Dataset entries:
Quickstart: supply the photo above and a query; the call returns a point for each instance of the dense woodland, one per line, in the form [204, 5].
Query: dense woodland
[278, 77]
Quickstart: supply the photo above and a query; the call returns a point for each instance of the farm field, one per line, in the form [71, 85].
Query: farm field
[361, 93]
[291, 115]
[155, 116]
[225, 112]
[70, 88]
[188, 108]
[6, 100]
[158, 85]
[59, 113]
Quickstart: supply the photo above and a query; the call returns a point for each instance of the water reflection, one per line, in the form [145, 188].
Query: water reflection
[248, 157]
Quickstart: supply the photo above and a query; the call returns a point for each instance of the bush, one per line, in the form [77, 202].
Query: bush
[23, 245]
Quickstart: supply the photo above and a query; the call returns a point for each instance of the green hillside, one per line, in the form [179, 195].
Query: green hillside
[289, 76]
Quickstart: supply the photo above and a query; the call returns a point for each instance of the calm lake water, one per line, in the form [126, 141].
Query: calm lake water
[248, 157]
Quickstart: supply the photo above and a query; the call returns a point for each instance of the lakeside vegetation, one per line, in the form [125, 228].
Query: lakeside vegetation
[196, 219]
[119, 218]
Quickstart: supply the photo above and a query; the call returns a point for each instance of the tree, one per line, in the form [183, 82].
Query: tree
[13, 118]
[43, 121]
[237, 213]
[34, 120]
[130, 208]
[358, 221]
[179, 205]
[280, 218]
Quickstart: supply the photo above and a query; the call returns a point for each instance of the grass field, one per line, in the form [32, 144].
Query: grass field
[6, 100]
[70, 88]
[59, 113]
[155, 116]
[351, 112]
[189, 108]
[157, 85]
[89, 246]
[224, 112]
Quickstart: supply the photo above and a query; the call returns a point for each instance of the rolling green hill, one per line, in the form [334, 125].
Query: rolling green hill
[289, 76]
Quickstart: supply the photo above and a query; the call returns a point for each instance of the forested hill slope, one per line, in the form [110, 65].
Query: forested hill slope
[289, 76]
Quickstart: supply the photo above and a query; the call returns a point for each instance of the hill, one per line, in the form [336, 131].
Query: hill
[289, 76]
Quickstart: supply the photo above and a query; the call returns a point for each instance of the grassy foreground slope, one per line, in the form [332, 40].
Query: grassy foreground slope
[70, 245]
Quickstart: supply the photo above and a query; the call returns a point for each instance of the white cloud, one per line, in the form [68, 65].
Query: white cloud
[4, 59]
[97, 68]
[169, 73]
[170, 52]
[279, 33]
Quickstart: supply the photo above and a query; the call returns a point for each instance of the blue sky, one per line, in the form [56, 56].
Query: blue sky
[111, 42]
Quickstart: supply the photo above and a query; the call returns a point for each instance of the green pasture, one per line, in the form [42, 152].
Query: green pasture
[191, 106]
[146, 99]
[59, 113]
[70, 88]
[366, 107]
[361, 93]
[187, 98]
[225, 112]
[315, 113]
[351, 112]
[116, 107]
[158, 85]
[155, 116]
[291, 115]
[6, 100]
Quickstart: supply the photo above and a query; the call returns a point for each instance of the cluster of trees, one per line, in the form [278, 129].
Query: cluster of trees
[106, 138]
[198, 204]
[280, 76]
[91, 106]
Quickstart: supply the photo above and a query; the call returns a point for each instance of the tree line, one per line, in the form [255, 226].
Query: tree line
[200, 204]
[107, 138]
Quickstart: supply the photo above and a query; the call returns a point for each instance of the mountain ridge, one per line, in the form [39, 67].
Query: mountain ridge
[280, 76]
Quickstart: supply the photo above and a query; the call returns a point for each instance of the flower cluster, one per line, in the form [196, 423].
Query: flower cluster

WHAT THE TASK REQUIRES: Set the data above down again in full, exactly as it reads.

EXPECTED ANSWER:
Quickstart: supply the photo above and a query; the call returns a point for each instance of the dense woodland, one per line, in the form [204, 5].
Query: dense woodland
[278, 77]
Quickstart: supply the photo above and a query; the call returns a point for each instance of the farm field, one per line, in the form [71, 85].
Query: farm field
[361, 93]
[291, 115]
[155, 116]
[225, 112]
[70, 88]
[188, 108]
[6, 100]
[158, 85]
[59, 113]
Quickstart: supply the photo above and a query; the call returns a point for each instance of the water reflection, one per line, in the form [145, 188].
Query: water reflection
[248, 157]
Quickstart: supply the photo above and a query; the call returns a point for each instance of the bush, one per line, in the form [77, 202].
Query: bush
[23, 245]
Quickstart: supply the photo above and a query; the call returns a point for each instance of the green hillside, one per line, in the form [179, 195].
Query: green hillside
[289, 76]
Quickstart: supply the photo above and a query; the call returns a point for each instance of the calm lake water, one per line, in the form [126, 141].
Query: calm lake water
[248, 157]
Quickstart: supply the photo above and a query; the call returns a point for each instance of the lakeside vegetation, one per line, in the form [125, 228].
Query: lakeside vegetation
[196, 219]
[119, 218]
Quickstart: supply the photo above and a query; the call returns a point for each instance of the tree, one per line, in the form [183, 82].
Query: tree
[13, 118]
[43, 121]
[237, 213]
[34, 120]
[130, 208]
[358, 221]
[179, 205]
[280, 218]
Quickstart: supply the photo above and a query; the call returns a point for each instance of the grass field, one per line, in the form [32, 144].
Query: grass field
[6, 100]
[70, 88]
[59, 113]
[155, 116]
[351, 112]
[189, 108]
[157, 85]
[89, 246]
[224, 112]
Quickstart: supply the photo above and a query; the call returns a point for each instance of the rolling green hill, one per line, in the form [334, 125].
Query: rolling green hill
[289, 76]
Quickstart: supply the photo above and a query; the call returns a point for each instance of the forested hill slope, one per line, in the form [110, 65].
Query: forested hill slope
[289, 76]
Quickstart: supply the photo above and a query; the call returns a point for each instance of the hill, one per line, in the form [336, 131].
Query: hill
[289, 76]
Quickstart: supply the photo above and a query; the call returns a point for each instance of the grassy foreground slope, one per line, in the form [332, 40].
Query: grassy foreground slope
[70, 245]
Quickstart: supply the photo above and a query; the call returns a point for each instance of the white cloud, one per line, in the form [68, 65].
Query: white cloud
[4, 59]
[97, 68]
[169, 73]
[170, 52]
[279, 33]
Quickstart: supply the photo above and a query; the call returns a point for each instance of the blue sky, one per line, in the form [56, 56].
Query: blue sky
[111, 42]
Quickstart: supply the photo above and a query; the call returns a point for each instance of the green pasture, one per line, in the form [42, 152].
Query: green pasture
[191, 106]
[146, 99]
[59, 113]
[70, 88]
[366, 107]
[361, 93]
[187, 98]
[225, 112]
[315, 113]
[351, 112]
[116, 107]
[158, 85]
[155, 116]
[291, 115]
[6, 100]
Quickstart: supply the photo above and a query; the call returns a point for each instance of the cluster of trees, one per line, in the form [278, 129].
Query: cluster of trees
[106, 138]
[198, 204]
[280, 76]
[91, 106]
Quickstart: supply the photo above and a query; the call returns a point for each instance of the tree line, one per line, in the form [255, 226].
Query: tree line
[200, 204]
[107, 138]
Quickstart: supply the photo above and a query; the call returns a point for each instance of the mountain ridge, one per line, in the form [39, 67].
Query: mountain ridge
[280, 76]
Quickstart: supply the photo above and a query; the call returns a point for each instance of the flower cluster, one per line, in the form [196, 423].
Query: flower cluster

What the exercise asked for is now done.